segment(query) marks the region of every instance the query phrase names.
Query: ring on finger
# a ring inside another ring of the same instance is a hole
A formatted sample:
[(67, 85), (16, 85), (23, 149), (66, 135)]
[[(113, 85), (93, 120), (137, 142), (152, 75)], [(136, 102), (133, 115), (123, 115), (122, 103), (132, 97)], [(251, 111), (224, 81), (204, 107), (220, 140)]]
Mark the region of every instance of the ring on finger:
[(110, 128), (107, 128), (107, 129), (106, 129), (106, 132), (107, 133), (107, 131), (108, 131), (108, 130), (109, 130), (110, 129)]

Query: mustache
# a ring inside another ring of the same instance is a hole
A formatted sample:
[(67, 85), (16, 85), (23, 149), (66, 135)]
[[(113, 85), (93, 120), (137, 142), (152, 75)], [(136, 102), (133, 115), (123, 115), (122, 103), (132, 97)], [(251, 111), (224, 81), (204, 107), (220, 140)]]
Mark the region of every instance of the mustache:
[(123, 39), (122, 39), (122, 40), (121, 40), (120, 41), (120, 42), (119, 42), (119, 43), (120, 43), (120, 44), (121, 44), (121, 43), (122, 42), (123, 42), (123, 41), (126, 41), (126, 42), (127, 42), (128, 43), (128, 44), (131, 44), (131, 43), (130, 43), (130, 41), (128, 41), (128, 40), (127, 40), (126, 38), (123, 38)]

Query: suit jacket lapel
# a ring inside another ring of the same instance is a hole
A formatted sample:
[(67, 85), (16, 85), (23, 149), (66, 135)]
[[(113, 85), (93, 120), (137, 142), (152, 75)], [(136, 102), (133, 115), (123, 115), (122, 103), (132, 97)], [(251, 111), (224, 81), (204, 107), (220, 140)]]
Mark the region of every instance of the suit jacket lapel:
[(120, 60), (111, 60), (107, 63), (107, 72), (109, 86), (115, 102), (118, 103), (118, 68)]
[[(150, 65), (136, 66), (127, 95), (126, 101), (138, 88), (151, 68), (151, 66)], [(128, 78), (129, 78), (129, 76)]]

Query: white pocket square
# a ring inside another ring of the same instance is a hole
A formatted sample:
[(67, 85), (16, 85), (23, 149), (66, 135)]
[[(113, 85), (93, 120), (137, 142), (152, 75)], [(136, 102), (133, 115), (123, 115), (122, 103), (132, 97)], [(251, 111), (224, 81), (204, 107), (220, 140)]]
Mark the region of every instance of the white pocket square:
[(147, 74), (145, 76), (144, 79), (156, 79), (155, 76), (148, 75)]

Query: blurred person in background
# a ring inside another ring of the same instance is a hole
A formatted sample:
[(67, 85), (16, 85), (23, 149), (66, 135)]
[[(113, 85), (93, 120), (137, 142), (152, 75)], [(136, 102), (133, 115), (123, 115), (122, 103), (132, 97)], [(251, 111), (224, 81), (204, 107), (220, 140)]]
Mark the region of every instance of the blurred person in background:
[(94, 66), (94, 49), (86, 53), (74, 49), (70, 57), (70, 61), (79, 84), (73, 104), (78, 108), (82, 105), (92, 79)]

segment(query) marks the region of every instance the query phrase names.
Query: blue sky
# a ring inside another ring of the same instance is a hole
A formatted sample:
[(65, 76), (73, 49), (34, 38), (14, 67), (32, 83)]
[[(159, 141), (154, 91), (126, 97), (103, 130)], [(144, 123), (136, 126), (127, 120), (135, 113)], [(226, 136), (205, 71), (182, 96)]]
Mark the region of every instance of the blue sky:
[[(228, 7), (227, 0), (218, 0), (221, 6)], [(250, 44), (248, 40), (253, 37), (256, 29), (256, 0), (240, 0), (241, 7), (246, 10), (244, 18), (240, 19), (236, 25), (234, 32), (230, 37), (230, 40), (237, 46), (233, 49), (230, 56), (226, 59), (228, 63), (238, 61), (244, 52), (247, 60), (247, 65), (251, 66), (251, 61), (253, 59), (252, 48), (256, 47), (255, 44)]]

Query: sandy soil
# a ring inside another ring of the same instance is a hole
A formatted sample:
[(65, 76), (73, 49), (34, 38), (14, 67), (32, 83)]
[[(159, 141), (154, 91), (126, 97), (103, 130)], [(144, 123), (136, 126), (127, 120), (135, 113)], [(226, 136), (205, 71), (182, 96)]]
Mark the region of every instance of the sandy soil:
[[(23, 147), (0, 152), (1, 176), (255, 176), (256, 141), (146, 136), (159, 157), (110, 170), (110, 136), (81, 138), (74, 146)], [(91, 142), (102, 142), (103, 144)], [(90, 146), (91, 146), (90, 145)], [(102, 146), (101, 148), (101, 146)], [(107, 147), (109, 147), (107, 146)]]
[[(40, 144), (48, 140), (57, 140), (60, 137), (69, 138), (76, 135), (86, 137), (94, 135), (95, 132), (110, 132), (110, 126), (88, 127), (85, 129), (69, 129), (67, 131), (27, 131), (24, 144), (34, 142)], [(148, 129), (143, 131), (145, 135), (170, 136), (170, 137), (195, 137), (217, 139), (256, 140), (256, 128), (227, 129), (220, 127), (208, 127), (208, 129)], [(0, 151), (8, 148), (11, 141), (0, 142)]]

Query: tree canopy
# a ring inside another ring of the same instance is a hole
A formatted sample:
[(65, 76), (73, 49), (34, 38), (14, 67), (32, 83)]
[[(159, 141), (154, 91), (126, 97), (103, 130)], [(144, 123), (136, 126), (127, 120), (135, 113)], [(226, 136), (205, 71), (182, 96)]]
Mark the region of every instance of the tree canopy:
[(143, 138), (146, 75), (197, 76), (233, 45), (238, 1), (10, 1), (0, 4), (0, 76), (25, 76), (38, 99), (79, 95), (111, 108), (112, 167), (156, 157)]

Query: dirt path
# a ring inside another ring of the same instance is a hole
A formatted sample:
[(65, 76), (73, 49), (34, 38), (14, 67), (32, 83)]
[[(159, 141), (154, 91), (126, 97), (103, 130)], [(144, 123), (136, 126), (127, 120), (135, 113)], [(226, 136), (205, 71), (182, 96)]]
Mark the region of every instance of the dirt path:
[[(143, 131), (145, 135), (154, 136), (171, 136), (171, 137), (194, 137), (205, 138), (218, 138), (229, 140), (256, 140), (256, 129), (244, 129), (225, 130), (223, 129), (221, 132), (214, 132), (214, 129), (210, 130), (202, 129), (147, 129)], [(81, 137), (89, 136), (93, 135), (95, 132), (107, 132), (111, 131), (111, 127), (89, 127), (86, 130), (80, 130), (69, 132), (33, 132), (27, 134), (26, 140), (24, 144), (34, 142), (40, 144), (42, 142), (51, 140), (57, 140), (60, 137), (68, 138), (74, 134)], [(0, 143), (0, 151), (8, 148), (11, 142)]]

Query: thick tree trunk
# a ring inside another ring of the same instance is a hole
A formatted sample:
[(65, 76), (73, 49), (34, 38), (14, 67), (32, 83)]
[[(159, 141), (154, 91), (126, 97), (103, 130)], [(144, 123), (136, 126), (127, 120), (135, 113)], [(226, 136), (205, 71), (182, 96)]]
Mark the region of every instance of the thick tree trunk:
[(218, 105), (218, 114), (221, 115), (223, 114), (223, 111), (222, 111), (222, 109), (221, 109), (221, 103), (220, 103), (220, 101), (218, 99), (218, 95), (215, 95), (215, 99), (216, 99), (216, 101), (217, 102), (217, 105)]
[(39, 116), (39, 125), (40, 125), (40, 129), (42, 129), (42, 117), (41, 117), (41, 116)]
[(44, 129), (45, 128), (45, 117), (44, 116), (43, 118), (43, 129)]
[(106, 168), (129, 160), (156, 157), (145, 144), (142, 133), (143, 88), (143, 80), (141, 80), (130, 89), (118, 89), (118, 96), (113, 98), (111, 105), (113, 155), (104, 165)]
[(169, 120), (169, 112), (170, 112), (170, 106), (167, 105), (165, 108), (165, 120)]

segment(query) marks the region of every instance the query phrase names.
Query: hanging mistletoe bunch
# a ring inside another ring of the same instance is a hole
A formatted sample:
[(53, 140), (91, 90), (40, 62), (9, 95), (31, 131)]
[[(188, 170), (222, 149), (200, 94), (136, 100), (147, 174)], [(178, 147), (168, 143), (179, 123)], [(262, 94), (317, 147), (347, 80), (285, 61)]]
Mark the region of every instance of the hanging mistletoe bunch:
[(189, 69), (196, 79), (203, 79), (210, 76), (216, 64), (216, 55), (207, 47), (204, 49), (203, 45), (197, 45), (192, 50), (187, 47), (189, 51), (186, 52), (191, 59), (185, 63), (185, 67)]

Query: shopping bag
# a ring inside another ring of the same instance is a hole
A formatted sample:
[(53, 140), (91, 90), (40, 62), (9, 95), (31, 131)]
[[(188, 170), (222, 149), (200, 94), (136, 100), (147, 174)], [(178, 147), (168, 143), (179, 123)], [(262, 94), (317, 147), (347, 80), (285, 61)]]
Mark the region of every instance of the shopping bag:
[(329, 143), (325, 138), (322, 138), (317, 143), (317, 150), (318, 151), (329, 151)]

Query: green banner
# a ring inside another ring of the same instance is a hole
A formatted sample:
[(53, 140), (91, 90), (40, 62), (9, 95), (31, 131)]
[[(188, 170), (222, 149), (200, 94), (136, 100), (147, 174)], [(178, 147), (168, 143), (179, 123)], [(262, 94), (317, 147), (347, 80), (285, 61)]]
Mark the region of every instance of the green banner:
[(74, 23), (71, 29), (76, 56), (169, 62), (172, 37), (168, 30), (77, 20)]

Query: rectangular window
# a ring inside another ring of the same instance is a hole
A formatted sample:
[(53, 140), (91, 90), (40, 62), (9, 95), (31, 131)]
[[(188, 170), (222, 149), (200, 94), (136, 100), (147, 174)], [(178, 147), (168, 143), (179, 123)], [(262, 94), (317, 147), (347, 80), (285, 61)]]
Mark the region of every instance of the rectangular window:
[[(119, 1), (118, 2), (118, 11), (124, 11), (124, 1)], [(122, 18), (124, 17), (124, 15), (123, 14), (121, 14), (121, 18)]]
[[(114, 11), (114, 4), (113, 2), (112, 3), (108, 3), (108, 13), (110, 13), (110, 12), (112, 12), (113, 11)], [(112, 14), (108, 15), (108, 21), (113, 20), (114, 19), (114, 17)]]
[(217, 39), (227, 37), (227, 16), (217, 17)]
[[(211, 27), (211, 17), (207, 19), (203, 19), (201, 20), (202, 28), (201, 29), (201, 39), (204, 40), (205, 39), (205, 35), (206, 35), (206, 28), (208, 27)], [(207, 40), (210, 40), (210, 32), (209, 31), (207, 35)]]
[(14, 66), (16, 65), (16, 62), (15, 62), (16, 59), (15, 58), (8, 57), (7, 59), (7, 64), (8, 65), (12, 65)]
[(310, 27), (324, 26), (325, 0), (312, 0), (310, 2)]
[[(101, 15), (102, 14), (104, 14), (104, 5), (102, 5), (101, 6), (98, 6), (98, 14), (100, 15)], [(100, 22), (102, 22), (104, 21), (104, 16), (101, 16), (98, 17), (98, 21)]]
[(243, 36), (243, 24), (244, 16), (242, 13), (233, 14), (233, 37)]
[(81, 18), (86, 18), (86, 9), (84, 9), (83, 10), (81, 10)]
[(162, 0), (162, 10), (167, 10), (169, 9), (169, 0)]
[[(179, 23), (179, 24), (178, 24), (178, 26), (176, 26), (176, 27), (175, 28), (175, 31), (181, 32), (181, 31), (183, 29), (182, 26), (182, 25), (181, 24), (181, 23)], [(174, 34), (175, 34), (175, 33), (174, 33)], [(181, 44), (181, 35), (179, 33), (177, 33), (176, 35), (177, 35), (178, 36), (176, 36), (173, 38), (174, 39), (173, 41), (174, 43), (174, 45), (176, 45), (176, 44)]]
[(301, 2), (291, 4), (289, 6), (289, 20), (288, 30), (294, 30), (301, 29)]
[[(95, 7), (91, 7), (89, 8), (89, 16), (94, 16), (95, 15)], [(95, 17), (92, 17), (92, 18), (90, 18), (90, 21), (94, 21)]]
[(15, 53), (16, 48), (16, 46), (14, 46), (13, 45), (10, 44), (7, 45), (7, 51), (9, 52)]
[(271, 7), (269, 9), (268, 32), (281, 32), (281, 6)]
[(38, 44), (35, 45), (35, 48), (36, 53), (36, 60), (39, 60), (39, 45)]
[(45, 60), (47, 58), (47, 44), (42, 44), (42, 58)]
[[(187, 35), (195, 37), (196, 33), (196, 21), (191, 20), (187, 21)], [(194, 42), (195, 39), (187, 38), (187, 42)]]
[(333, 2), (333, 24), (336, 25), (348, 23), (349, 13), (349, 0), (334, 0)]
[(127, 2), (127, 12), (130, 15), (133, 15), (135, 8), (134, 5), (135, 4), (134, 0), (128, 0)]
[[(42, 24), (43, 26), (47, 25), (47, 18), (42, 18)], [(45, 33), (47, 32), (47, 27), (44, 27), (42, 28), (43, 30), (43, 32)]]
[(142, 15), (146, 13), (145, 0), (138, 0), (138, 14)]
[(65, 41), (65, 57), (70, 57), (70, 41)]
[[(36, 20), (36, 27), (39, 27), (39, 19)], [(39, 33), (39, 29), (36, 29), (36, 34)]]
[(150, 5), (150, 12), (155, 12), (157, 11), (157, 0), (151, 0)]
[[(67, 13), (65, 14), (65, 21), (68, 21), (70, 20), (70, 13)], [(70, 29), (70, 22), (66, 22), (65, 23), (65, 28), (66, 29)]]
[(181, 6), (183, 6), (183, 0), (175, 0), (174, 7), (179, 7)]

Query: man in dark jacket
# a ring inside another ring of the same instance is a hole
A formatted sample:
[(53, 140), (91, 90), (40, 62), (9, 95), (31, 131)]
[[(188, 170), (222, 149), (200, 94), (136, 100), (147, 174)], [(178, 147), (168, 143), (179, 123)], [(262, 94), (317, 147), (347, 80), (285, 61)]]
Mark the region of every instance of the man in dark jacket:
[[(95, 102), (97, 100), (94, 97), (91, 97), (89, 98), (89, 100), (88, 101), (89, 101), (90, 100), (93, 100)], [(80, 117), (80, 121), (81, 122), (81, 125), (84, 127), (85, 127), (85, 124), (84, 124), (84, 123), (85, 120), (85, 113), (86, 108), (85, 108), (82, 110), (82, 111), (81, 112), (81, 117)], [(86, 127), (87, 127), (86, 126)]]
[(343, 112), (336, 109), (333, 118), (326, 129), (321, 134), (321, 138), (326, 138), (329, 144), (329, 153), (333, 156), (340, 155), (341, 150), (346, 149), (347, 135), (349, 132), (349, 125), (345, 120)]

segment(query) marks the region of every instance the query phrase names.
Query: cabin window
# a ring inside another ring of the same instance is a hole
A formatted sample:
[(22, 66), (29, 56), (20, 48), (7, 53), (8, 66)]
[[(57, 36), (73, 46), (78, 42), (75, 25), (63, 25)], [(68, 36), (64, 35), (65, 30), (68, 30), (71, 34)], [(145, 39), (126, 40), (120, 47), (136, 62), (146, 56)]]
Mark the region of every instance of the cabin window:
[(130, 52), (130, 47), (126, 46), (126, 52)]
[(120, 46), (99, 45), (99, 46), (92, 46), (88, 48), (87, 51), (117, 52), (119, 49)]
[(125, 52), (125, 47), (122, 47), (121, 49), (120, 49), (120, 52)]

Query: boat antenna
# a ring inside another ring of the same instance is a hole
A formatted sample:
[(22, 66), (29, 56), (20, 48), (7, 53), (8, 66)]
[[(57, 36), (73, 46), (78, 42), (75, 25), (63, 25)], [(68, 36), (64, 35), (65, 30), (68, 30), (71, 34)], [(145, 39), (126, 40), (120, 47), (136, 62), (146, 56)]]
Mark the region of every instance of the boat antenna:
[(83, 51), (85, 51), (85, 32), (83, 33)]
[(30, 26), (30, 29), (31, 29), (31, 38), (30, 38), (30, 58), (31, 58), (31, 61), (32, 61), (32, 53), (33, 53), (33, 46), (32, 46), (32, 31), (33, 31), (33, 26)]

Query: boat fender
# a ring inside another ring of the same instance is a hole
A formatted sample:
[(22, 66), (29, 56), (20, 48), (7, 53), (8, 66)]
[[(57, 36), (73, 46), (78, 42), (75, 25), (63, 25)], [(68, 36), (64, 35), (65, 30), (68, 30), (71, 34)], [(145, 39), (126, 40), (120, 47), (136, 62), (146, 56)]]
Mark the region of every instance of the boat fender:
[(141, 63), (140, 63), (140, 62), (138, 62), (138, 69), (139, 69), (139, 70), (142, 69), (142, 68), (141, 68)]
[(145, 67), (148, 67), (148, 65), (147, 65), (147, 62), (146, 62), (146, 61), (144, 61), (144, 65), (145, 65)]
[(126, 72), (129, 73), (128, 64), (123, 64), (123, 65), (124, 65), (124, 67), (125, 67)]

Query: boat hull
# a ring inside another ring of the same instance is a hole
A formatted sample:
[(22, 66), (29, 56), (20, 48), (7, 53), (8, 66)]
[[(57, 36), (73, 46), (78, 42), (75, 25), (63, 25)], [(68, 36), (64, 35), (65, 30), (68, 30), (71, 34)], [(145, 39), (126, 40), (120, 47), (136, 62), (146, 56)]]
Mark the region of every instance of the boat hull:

* **Exercise requirements**
Reproduce the lines of the listing starting at the line containing "Query: mustache" and ending at the line containing "38), (123, 38)]", substituting "beard" for "mustache" and leaving everything else unchanged.

* **Response**
Query: beard
# a ring inside another ring of the same instance is a hole
A formatted sample:
[(67, 85), (16, 85), (23, 149), (66, 135)]
[[(113, 85), (93, 120), (137, 142), (152, 75)], [(136, 102), (133, 115), (123, 115), (122, 103), (132, 97)], [(251, 111), (224, 81), (204, 107), (220, 140)]]
Mark the region of every instance of the beard:
[(123, 39), (122, 39), (122, 40), (121, 40), (120, 41), (120, 42), (119, 42), (119, 43), (120, 43), (120, 44), (121, 44), (121, 43), (122, 42), (123, 42), (123, 41), (126, 41), (126, 42), (127, 42), (128, 43), (128, 44), (131, 44), (131, 43), (130, 43), (130, 41), (128, 41), (128, 40), (127, 40), (126, 38), (123, 38)]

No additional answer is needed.